PROMPT:
Copy the data exactly. Leave nothing out.

Stored records:
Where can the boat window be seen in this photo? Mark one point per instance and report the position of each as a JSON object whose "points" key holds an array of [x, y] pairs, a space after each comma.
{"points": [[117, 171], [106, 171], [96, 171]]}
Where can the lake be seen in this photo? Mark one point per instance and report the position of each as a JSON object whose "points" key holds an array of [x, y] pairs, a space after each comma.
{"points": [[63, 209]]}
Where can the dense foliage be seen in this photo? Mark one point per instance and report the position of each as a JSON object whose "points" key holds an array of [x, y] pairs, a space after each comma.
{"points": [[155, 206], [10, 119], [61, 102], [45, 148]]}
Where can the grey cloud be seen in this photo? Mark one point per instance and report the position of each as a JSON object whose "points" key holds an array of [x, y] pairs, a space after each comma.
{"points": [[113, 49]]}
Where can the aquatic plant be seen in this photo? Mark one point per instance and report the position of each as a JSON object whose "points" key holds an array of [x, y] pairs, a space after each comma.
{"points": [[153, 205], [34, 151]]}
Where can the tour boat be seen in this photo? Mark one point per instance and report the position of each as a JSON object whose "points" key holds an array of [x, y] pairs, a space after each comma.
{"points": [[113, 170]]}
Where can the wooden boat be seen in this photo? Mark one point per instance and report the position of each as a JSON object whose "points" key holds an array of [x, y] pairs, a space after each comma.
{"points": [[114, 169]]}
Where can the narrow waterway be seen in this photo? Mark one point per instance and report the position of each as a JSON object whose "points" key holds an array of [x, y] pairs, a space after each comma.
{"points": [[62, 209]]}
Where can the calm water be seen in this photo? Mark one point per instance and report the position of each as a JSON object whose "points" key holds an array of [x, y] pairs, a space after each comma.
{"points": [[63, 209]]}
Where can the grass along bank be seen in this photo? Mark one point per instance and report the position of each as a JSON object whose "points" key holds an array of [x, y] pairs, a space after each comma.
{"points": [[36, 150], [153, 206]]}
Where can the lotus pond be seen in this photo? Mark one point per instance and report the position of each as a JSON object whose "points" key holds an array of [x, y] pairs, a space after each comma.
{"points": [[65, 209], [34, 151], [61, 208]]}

ANSWER SPACE:
Where can the boat window be seen in this photo? Mark one point per instance and report the position of each as a JSON object whose "points" key holds an array of [x, y] pairs, a space after each comma.
{"points": [[117, 171], [106, 171], [96, 171]]}
Where can the lake be seen in this photo? Mark one point per instance and report the position of each as a JSON object whose "points" key holds an array of [x, y] pairs, a space after each comma.
{"points": [[63, 209]]}
Where can the dense foliage be seen in this photo? Mark one point per instance and report the position of each as a JSON object whose "points" key holds an array of [x, y] pairs, a space after each comma.
{"points": [[155, 206], [10, 119], [61, 102], [45, 148]]}
Where can the grey cloud be seen in this photo? Mark one point per instance and report the position of each as a JSON object whose "points" key holds an array of [x, y] pairs, a space after each comma.
{"points": [[113, 49]]}
Where can the aquatic plant be seen in this photo? Mark one point per instance and report the position of each as a JSON object whose "points" key holds an array of [x, y] pairs, a space after each comma.
{"points": [[153, 205], [34, 151]]}
Where can the tour boat be seen in this photo? Mark one point per instance and report the position of each as a JSON object whose "points" key holds an array of [x, y] pairs, a space after each comma.
{"points": [[113, 170]]}
Where can the wooden boat be seen in this photo? Mark one point per instance and report the position of each as a JSON object whose "points" key holds an array of [x, y] pairs, a space after each comma.
{"points": [[114, 169]]}
Where can the narrow waterway be seen in this photo? Mark one point per instance and report the position of each as a JSON object whose "points" key holds an array of [x, y] pairs, a space after each comma.
{"points": [[62, 209]]}
Where can the calm water be seen in this photo? Mark one point per instance and report the position of each as a JSON object whose "points" key holds an array of [x, y] pairs, a space after each comma.
{"points": [[63, 209]]}
Where can the grass along bank be seen in this photo? Mark one point per instance and report the position of each as a JSON object whose "points" key holds an array of [x, y] pairs, a space after each comma.
{"points": [[36, 150], [153, 206]]}
Where can the lotus pond be seen in this photo? Mark one point per instance and report the position of each as a JSON object whose "points" key holds an array of [x, y] pairs, a space after each comma.
{"points": [[65, 209], [34, 151], [61, 208]]}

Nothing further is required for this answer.